### Direction
Using the write-up on the broker pattern, explain in one to three sentences why the broker component routes connections between clients and servers.

### Document section
Broker architectural design pattern implementation

A while back I started reading an interesting book on software architectural design patterns. The broker patterns caught my interest because it looks pretty clever, its about distributed components which is interesting and there happens to be a team within my company that works on a 'broker' which I'm interested to know more about.

Also at the same time I started putting together a C library of useful functions, some code of which were BSD socket functions and data structure implementations. So I thought, "why not build a fairly fully functional representation of the broker pattern in C and at the same time build my library to support it?". So I did - what a cool project.

Lots of lessons learnt.

You can see a nice pictorial representation of the components in the broker pattern here

This is a broker written in C using the broker pattern. The communications are through tcp sockets using an "on-the-wire" data format called msgpack which is similar to Json which serves as a common protocol between the components.

This is the design behind the broker pattern: https://en.wikipedia.org/wiki/Broker_Pattern] And here is a nice picture that shows the components involved in the pattern

To see a picture of the components of the broker pattern see here.

You can browse the full code here

The solution is broken down into the following components, as seen above.

Broker

The idea here is that this component listens for incoming socket connections from either clients or servers and routes the connections between the two, allowing neither of the two components to 'know' the location of each other and they all rely on the broker to 'broker' the connections to the correct destination.

### Stored data
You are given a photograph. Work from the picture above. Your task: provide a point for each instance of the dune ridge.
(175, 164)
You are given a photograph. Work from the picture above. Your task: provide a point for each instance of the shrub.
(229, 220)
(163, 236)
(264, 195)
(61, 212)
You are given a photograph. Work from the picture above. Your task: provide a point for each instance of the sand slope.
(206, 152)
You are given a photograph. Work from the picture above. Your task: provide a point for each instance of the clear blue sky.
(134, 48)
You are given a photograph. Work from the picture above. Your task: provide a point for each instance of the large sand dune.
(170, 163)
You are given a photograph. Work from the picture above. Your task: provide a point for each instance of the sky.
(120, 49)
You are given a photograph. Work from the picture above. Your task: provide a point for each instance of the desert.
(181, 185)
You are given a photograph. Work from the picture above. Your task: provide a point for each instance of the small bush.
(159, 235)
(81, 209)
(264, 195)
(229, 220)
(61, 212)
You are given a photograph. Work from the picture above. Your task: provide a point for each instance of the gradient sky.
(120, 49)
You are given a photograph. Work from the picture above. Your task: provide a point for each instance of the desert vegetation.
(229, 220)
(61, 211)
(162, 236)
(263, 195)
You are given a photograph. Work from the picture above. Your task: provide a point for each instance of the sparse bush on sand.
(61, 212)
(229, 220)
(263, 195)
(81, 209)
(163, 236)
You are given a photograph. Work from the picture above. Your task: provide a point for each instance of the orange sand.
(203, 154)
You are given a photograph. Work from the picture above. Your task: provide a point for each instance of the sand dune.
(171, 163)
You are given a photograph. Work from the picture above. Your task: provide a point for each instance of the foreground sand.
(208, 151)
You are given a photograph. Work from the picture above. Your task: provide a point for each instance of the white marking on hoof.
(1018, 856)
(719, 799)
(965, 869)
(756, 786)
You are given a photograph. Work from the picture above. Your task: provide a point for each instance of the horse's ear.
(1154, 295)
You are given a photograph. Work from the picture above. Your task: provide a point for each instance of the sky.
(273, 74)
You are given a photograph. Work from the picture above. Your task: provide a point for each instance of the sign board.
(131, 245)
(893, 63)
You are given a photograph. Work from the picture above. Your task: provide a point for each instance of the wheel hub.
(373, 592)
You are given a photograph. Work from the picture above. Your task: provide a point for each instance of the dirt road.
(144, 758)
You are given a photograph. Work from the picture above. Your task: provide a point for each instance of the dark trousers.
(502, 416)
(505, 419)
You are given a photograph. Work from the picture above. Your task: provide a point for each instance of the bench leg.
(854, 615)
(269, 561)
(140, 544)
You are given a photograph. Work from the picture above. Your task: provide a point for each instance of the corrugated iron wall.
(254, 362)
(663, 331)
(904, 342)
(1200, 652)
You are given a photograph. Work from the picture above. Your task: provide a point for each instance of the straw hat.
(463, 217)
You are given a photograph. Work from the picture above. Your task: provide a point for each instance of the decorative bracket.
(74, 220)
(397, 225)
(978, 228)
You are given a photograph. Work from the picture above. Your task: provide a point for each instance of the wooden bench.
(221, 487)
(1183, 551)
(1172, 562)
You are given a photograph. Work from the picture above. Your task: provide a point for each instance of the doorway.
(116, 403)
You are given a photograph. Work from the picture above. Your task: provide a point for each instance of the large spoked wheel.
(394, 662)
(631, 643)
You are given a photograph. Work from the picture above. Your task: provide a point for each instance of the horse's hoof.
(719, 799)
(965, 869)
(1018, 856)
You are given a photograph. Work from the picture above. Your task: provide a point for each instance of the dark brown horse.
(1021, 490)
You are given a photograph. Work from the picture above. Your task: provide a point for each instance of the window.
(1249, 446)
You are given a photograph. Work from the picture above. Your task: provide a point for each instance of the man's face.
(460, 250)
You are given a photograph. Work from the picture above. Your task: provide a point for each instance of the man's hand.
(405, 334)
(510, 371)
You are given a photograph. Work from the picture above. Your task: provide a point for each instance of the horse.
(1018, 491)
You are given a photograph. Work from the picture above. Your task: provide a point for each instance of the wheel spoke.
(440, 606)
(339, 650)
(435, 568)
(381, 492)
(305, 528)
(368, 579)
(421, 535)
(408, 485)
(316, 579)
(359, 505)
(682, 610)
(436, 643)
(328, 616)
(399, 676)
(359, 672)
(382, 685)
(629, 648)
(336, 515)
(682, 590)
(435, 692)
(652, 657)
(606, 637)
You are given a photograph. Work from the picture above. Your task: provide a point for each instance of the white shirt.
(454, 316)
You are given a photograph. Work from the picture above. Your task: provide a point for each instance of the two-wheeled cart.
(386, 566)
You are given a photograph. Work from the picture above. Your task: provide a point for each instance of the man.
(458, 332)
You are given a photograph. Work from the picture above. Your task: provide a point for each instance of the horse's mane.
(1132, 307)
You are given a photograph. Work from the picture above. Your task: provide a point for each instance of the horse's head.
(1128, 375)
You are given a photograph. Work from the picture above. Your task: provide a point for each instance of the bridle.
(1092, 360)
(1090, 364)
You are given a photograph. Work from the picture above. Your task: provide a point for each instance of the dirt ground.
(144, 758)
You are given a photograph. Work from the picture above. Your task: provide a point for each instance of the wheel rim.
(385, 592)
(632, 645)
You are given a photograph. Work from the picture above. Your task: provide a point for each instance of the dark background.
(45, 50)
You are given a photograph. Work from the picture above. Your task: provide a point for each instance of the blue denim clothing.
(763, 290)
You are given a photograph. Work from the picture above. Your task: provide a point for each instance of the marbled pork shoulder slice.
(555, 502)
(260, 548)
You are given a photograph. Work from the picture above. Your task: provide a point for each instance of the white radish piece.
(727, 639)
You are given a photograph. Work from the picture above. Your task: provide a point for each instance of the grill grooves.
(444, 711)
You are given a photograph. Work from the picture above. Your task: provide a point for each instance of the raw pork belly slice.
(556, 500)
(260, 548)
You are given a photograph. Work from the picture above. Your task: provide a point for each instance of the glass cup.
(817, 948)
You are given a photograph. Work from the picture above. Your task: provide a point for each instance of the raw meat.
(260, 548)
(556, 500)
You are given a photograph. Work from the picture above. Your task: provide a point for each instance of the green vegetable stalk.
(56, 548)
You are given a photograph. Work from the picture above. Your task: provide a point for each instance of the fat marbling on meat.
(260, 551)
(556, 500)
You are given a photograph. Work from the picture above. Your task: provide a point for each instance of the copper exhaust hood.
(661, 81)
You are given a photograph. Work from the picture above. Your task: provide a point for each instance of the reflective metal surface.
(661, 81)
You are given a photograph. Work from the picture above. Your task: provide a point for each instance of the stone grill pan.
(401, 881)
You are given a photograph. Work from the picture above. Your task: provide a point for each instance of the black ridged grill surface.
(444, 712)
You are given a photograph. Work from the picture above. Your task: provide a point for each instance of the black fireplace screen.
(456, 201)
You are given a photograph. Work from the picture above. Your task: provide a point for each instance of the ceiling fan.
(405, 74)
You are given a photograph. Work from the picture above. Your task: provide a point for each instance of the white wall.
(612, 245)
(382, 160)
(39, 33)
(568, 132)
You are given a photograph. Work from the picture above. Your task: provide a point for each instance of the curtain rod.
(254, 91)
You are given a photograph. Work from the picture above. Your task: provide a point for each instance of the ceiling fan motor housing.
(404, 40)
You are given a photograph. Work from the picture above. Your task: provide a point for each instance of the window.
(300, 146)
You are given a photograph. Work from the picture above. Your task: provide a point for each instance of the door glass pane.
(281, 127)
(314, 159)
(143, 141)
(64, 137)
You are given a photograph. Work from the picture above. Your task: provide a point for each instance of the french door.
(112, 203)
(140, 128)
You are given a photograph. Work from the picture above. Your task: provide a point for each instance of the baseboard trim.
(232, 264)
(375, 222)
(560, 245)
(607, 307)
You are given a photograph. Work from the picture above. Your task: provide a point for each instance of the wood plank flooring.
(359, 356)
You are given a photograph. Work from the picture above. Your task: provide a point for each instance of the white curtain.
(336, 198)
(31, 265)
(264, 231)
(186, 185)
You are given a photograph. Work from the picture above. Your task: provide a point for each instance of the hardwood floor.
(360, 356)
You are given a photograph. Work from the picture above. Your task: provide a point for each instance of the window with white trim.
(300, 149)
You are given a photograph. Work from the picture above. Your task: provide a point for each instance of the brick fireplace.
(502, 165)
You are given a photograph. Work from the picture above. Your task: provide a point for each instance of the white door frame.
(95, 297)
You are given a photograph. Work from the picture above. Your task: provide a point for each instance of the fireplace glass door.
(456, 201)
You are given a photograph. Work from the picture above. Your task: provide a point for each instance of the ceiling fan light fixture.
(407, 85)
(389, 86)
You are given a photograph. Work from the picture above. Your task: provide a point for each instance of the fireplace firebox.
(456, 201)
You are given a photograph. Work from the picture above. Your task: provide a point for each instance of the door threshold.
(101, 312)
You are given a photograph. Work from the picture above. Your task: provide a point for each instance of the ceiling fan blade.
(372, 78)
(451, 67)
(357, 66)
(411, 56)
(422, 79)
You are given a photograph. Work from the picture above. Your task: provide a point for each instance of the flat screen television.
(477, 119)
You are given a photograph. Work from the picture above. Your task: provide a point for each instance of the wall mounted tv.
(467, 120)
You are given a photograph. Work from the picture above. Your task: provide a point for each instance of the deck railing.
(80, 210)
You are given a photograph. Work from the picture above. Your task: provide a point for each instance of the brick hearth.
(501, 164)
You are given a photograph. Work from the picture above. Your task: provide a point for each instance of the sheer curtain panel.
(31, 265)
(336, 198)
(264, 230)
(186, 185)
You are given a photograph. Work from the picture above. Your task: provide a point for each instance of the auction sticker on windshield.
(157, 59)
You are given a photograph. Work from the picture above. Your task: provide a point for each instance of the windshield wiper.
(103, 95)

### Problem solution
The broker listens for incoming socket connections from clients or servers and routes them between the two so that neither side needs to know where the other is located. Both rely on the broker to direct each connection to the correct destination.